In the extract below comparing India with China, who finances and administers the only social services in China that are not "hardly known"?

▶ Extract:

* * * * * * *

Compare India with China. There is a vast amount of sentimental stuff written in this country about China, which has made it a mortal sin for anyone who values his reputation as a liberal to utter a skeptical thought. But what are the hard facts? The facts are that the Chinese nationalist movement has remained an extremely superficial affair; that the various governments have shown their inability to unite the Chinese; that corruption, nepotism, and maladministration have remained entrenched in public affairs; that social services, except those financed and administered by missionary ladies, are hardly known; that practically nothing has been done to improve agriculture, to establish an irrigation system, and to check floods; that famine sufferers are still left to the mercy and care of God; that almost nothing has been done to control the epidemics which rage periodically; that native industry has remained primitive and the country’s natural resources still await exploitation; that the standard of living of the masses is actually not much higher than it is in India, where social conditions have been improving, where a native intelligentsia has demonstrated growing abilities to manage the affairs of state, where a vigorous and highly developed nationalist movement has been at work, which can look forward in the normal course of events to an early assumption of the reins of government, without civil wars, without military juntos, and without petty dictators. Yet I must emphasize that anyone attempting to prophesy the future development of the two countries in 1800 would have had every reason for foretelling an infinitely brighter future for China than for chaotic, degenerate, poverty-stricken, fossilized India with its warring religious communities, castes, multitude of princes, petty tyrants, and with frontiers constantly exposed to the tender mercies of vigorous, brutal, and fanatical invaders.

* * * * * * *

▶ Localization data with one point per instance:
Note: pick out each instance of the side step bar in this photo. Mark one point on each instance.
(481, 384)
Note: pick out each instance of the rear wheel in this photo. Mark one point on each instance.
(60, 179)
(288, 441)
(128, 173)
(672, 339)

* * * * * * *

▶ Answer box:
Missionary ladies.